* **EXERCISE BRIEF**
Report how many lines in the entries below contain the string "wearing", matching case exactly, and reply with that number alone.

───── TASK INPUT

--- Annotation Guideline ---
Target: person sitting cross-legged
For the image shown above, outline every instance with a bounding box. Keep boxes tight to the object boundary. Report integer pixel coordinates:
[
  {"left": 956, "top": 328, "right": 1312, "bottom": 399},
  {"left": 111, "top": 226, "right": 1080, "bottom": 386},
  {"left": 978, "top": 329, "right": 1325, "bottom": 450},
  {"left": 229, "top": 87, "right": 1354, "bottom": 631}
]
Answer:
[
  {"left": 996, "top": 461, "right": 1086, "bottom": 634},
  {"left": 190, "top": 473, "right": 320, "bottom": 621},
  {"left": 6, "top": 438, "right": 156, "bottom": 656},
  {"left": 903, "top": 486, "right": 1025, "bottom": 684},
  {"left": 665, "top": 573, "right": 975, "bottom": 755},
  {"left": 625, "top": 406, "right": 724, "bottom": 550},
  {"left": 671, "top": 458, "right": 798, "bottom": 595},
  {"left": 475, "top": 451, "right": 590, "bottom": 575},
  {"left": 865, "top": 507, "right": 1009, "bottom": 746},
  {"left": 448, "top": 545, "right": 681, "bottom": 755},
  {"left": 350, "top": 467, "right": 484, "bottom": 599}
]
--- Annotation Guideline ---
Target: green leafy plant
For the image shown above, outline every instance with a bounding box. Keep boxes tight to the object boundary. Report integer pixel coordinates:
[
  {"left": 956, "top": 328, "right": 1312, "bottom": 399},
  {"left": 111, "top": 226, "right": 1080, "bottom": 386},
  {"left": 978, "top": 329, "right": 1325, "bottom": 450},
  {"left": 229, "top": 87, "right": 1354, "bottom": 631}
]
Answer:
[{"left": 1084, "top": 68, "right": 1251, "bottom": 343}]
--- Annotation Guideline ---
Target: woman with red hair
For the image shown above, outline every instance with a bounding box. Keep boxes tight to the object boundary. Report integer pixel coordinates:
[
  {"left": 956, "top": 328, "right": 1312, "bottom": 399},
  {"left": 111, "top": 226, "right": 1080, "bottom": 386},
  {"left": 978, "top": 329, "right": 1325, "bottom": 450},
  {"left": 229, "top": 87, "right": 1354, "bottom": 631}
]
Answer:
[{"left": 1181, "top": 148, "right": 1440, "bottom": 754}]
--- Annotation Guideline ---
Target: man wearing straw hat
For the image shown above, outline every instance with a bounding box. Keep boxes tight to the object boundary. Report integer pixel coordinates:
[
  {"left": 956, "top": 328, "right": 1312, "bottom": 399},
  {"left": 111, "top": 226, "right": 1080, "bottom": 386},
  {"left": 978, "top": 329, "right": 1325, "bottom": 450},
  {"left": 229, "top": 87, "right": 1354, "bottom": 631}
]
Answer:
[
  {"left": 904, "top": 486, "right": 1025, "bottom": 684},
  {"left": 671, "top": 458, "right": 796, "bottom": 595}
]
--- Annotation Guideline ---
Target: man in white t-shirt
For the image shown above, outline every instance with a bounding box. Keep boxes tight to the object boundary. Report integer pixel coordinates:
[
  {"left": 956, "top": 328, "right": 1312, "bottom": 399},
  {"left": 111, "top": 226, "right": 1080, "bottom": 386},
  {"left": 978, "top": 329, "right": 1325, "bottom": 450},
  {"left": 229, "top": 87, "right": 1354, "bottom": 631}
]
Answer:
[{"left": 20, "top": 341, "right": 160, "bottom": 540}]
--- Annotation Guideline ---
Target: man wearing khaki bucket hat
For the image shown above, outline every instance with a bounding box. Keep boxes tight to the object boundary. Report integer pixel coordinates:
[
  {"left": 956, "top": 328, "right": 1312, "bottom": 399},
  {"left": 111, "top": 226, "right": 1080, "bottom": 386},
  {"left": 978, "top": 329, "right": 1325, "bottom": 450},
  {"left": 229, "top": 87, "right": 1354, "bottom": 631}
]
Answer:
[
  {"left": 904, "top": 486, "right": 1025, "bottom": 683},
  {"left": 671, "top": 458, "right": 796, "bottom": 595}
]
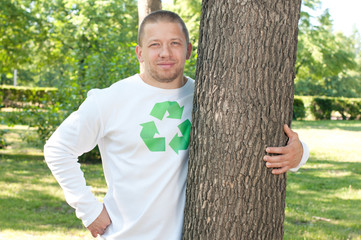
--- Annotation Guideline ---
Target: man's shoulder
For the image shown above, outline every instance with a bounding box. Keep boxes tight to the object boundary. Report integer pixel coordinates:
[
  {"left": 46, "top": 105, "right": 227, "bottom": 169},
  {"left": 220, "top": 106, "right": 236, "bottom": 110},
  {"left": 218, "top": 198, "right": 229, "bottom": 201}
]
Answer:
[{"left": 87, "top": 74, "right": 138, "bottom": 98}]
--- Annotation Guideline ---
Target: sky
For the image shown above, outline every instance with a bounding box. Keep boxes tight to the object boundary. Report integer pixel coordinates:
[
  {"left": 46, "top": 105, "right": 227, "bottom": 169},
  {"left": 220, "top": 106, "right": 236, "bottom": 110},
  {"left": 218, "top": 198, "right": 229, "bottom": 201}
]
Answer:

──────────

* **FINISHED TASK**
2